## DOCUMENT SEGMENT
|---|

Amendments in the Companies Act, 2013

Amendments in the Companies Act, 2013 during the calendar year 2023

1. Applicability of section 14(1) of Insolvency and Bankruptcy Code, 2016

On October 03, 2023, MCA notified an amendment under Section 14(3)(a) of the Insolvency and Bankruptcy Code, 2016 (“IBC”), exempting the applicability of Section 14(1) of the IBC to transactions, arrangements or agreements relating to aircraft, aircraft engines, airframes and helicopters.

This amendment is considering that India being a signatory to and having acceded the Convention on International Interests in Mobile Equipment (“Convention”) and the Protocol to the Convention on International Interests in Mobile Equipment on Matters specific to Aircraft Equipment (“Protocol”) under the joint auspices of International Civil Aviation Organization and the International Institute for the Unification of Private Law concluded at Cape Town on 16th November, 2001 and having acceded the Convention and the Protocol by depositing with the International Institute for the Unification of Private Law the instruments of accession on 31 March,2008.

This may affect Go First Insolvency Resolution Proceedings.

The link to the aforesaid Notification is as follows:
https://egazette.gov.in/WriteReadData/2023/249132.pdf

2. The Companies (Incorporation) Third Amendment Rules, 2023

On October 20, 2023, MCA notified the Companies (Incorporation) Third Amendment Rules, 2023, which shall come into force with effect from October 21, 2023.

In Rule 30(9) of the Companies (Incorporation) Rules, 2014 relating to shifting of the registered office of a company from one state or union territory to another state, following new proviso has been inserted after the existing proviso stating that:

“When the company’s management undergoes a change due to a Resolution Plan sanctioned under section 31 of the Insolvency and Bankruptcy Code, 2016, and the new management wishes to relocate the registered office, it may be allowed if :

  1. there is no pending appeal against the approved Resolution Plan in any Court or Tribunal.

|---|

## DATASET EXCERPT
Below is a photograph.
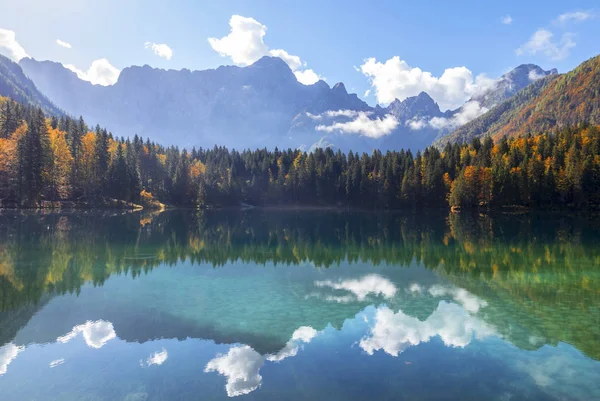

|---|

## OBJECTIVE A
Answer these questions from the Companies Act amendments text, please:
(i) On what date did MCA notify the amendment under Section 14(3)(a) of the Insolvency and Bankruptcy Code, 2016?
(ii) From what date do the Companies (Incorporation) Third Amendment Rules, 2023 take effect?
(iii) Where and on what date was the Convention on International Interests in Mobile Equipment concluded?
## OBJECTIVE B
Write the next part of the Companies Act amendments text, starting right after its last line.

## EXERCISE OUTPUT A
(i) October 03, 2023
(ii) October 21, 2023
(iii) Cape Town, on 16th November, 2001

## EXERCISE OUTPUT B
  2. there is no ongoing or initiated inquiry, inspection, or investigation subsequent to the approval of Resolution Plan.”

This will benefit companies to shift the Registered Office after the Resolution Applicant take over the Company.

The link to the aforesaid Notification is as follows:
https://www.mca.gov.in/bin/dms/getdocument?mds=uqnggXxHARXXjysr4uSRjQ%253D%253D&type=open

3. The Companies (Prospectus and Allotment of Securities) Second Amendment Rules, 2023

On October 27, 2023, MCA notified the Companies (Prospectus and Allotment of Securities) Second Amendment Rules, 2023 ( “ Amended Rules”), which has been effective from the same date.

Following are the amendments made in the Companies (Prospectus and Allotment of Securities) Rules, 2014:

1. In Rule (9) relating to the Dematerialization of Securities, a new sub-rule 2 has been inserted

Every public company that had issued share warrants prior to the commencement of the Companies Act, 2013 and has not converted them into equity shares shall:

  1. inform the Registrar of Companies within 3 monthsof the commencement of these Amended Rules, about the details of such warrants in Form PAS-7; and
  2. within a period of 6 months of the commencement of these Amended Rules require the bearers of the share warrants to surrender such warrants to the Company and get the shares dematerialized in their account and for this purpose the Company shall place a notice for the bearers of share warrants in Form PAS-8 on the website of the Company, if any and shall also publish the same in a newspaper in the vernacular language which is in circulation in the district and in English language in an English newspaper, widely circulated in the State in which the registered office of the Company is situated.
  3. In case the bearer of the share warrant does not surrender the share warrants within the period referred as above, the Company shall convert such share warrants into dematerialized form and transfer the same to the Investor Education and Protection Fundestablished under section 125 of the Act.

2. New Rule 9B has been inserted with respect to the ‘Issue of securities in dematerialized form by private companies’

    1. Every Private Company (excluding *small companies, which is defined below) is required after the period as mentioned below in (ii) , to Issue securitiessolely in dematerialized form and facilitate dematerialization of all its securities in accordance with provisions of the Depositories Act, 1996, and regulations made thereunder.
    2. A private company, which as on the last day of a financial year, ending on or after 31st March 2023, is not a  small company as per audited financial statements for such financial year, shall, within 18 months of  closure of such financial year, comply with the provisions of this rule
    3. Every private company as mentioned above in (ii) making any offer for the issue of any securities or buyback of securities or issue of bonus shares or rights offer, after the date when it is required to comply with this rule, shall ensure that before making such offer, entire holding of securities of its promoters, directors, key managerial personnel has been dematerialized in accordance with the provisions of the Depositories Act, 1996 and regulations made thereunder.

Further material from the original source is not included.